Tell me how many lines in the data include "instance", and keep the reply to that number.

**AVAILABLE RECORDS:**
◇ ◇ ◇ ◇ ◇

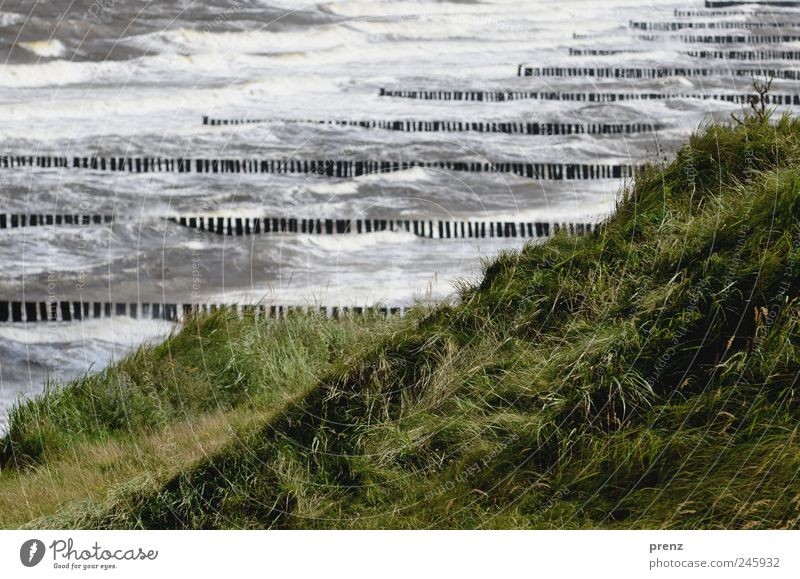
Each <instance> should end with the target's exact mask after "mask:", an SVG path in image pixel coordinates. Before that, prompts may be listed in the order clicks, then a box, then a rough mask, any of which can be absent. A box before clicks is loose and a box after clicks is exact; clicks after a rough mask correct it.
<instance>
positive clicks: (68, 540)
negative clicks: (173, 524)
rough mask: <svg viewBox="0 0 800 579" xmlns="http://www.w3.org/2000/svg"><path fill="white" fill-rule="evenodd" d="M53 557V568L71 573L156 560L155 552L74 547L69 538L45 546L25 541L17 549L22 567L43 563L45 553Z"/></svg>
mask: <svg viewBox="0 0 800 579" xmlns="http://www.w3.org/2000/svg"><path fill="white" fill-rule="evenodd" d="M48 552H49V553H50V554H51V555H52V562H53V568H54V569H65V570H66V569H69V570H73V571H78V570H80V571H89V570H95V569H99V570H109V569H116V568H117V563H118V562H121V561H155V560H156V558H157V557H158V551H157V550H155V549H146V548H144V547H132V548H106V547H104V546H101V545H100V543H98V542H97V541H95V542H94V544H93V545H89V546H88V547H82V546H76V544H75V542H74V540H73V539H72V538H69V539H56V540H55V541H53V542H52V543H50V545H49V547H45V544H44V542H43V541H41V540H39V539H29V540H27V541H25V542H24V543H23V544H22V546H21V547H20V549H19V559H20V562H21V563H22V564H23V565H24V566H25V567H35V566H36V565H38V564H39V563H41V562H42V561H43V560H44V557H45V555H46V554H47V553H48Z"/></svg>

◇ ◇ ◇ ◇ ◇

**TASK SOLUTION:**
2